Explore the material:
1. Translate this sentence from the hospital strike article into Spanish: "The paramedics then took mother and son into the emergency unit of the hospital."
2. For each statement, answer yes or no based on the hospital strike article and quote the words that decide it. (a) The baby was born in the hospital car park. (b) The mother drove herself to Netcare St Augustine's Hospital. (c) The newborn received vaccinations and vitamin K.

-- Source text follows --

"Please help me, please help me, I am having my baby." This was the plea of a desperate mother-to-be in the car park of the Netcare St Augustine's Hospital in Durban in the early hours of Friday morning. Another hospital had turned her away because its gates were closed due to public service strike action.
Netcare 911 paramedics from the on-site Netcare 911 base immediately responded to her appeal, and delivered the baby then and there in the car park. The paramedics then took mother and son into the emergency unit of the hospital.
The mom had first been taken to another hospital where she was unable to gain access due to strike action and had started to go into labour. According to Netcare St Augustine?s Hospital Manager, Augusta Dorning, a concerned passer by took pity on the woman and drove her to Netcare St Augustine?s Hospital. On arrival she was unable to make it to the elevators and the little one was delivered in the car park.
"Both the mother and baby are doing very well," added Dorning. "We gave the child vaccinations and vitamin K. It was a normal delivery with no complications. We will keep them with us for observation and then find a suitable public facility where they can be transferred to."
"Care is our core value here at Netcare and we are delighted to have been able to assist the mom and her baby," concluded Dorning. "I think it says something about our services that she chose our facility to help her and are very proud of the way Netcare 911 and hospital staff responded so quickly and treated her effectively."
In another, similar story a heavily pregnant woman was turned away from several Johannesburg hospitals before being accepted by Tembisa hospital after an ambulance driver spent hours trying to have the her accepted.
She was in a critical condition on the verge of giving birth.
She was initially turned away from Tembisa clinic, before being refused admittance to Rahima Moosa Mother and Child Hospital, Hillbrow Clinic and Alexandra Clinic.
The driver said he had to convince officials at Tembisa Hospital to accept her.
"When I got to Tembisa [Hospital] they checked the patient and she had [some complications]. They said they would accept her, but they are only taking patients from Tembisa," he said.
He added there that there was a massive backlog with emergency calls across the city as most ambulances were spending several hours trying to get patients admitted.

-- Source text concluded --
-- Dataset follows --

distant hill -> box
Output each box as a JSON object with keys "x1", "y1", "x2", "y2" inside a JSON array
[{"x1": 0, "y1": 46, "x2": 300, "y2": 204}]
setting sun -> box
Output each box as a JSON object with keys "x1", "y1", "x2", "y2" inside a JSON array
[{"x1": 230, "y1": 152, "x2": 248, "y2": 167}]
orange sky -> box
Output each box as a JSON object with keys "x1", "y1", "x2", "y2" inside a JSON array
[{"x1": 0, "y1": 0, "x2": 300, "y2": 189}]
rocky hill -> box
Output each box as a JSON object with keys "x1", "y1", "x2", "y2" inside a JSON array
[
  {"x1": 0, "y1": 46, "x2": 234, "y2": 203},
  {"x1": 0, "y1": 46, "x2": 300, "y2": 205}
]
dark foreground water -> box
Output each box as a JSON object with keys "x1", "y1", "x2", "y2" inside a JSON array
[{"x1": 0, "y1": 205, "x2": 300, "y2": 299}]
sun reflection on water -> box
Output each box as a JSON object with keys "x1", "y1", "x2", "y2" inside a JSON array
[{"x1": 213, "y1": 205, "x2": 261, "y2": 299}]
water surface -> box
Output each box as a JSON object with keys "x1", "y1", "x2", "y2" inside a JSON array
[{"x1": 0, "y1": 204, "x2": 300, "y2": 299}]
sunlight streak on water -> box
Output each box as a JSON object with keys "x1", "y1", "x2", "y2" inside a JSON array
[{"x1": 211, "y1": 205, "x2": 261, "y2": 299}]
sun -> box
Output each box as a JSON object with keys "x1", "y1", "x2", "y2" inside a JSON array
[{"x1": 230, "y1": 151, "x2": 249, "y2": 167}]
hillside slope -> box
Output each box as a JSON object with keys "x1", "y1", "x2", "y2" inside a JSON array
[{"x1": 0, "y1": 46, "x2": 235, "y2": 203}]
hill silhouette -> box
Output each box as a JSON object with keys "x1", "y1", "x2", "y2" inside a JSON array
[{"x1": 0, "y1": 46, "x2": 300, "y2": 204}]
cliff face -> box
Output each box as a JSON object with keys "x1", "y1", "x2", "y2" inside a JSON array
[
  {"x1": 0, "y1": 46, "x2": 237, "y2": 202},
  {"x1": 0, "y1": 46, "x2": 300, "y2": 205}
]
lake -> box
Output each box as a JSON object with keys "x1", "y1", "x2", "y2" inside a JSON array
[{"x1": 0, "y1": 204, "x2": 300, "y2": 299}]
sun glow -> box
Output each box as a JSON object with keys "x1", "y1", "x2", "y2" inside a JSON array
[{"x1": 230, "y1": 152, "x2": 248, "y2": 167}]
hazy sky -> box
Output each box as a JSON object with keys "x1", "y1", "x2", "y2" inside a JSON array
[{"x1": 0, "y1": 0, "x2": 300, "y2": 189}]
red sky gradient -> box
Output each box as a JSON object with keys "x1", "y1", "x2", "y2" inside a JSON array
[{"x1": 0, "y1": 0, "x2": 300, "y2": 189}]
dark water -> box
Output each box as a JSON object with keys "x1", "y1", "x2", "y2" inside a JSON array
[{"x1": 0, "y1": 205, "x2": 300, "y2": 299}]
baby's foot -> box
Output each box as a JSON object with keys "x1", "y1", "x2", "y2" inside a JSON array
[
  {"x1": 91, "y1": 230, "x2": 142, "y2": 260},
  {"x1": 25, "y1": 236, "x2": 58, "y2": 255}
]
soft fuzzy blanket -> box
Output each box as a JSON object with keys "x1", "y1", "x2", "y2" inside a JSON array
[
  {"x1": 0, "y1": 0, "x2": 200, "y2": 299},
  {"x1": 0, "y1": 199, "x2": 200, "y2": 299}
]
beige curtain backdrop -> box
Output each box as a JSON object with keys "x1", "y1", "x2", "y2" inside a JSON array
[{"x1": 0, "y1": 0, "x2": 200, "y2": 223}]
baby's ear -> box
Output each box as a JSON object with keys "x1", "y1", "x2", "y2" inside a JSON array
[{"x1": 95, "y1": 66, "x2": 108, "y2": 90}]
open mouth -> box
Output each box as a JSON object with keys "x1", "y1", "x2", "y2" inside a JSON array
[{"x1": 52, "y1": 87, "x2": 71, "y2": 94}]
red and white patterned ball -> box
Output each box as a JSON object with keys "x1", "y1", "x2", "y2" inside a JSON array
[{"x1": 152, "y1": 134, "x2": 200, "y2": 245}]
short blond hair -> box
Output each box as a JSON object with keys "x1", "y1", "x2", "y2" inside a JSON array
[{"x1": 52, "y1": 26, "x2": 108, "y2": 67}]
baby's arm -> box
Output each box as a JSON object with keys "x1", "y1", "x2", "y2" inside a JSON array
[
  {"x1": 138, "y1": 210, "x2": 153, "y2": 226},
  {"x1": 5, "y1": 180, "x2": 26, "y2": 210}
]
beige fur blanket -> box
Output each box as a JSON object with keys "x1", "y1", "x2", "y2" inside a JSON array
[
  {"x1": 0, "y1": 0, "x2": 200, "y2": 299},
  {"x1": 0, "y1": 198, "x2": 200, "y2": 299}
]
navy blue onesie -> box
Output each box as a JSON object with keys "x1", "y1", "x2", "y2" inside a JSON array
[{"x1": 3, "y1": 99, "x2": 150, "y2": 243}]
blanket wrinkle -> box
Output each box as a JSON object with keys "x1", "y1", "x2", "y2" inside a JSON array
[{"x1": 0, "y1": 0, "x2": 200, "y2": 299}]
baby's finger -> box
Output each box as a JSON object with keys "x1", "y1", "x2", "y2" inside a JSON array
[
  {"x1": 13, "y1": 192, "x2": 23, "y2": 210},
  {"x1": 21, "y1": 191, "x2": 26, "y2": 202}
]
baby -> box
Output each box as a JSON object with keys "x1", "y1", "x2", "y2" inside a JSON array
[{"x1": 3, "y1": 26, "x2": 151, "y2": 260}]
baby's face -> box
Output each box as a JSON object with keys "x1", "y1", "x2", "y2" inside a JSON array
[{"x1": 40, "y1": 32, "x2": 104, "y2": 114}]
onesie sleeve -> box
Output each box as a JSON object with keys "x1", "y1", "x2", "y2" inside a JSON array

-- Dataset concluded --

Responses to the exercise:
1. Luego, los paramédicos llevaron a la madre y a su hijo a la unidad de urgencias del hospital.

2.
(a) Yes: "delivered the baby then and there in the car park"
(b) No: "a concerned passer by took pity on the woman and drove her"
(c) Yes: "We gave the child vaccinations and vitamin K."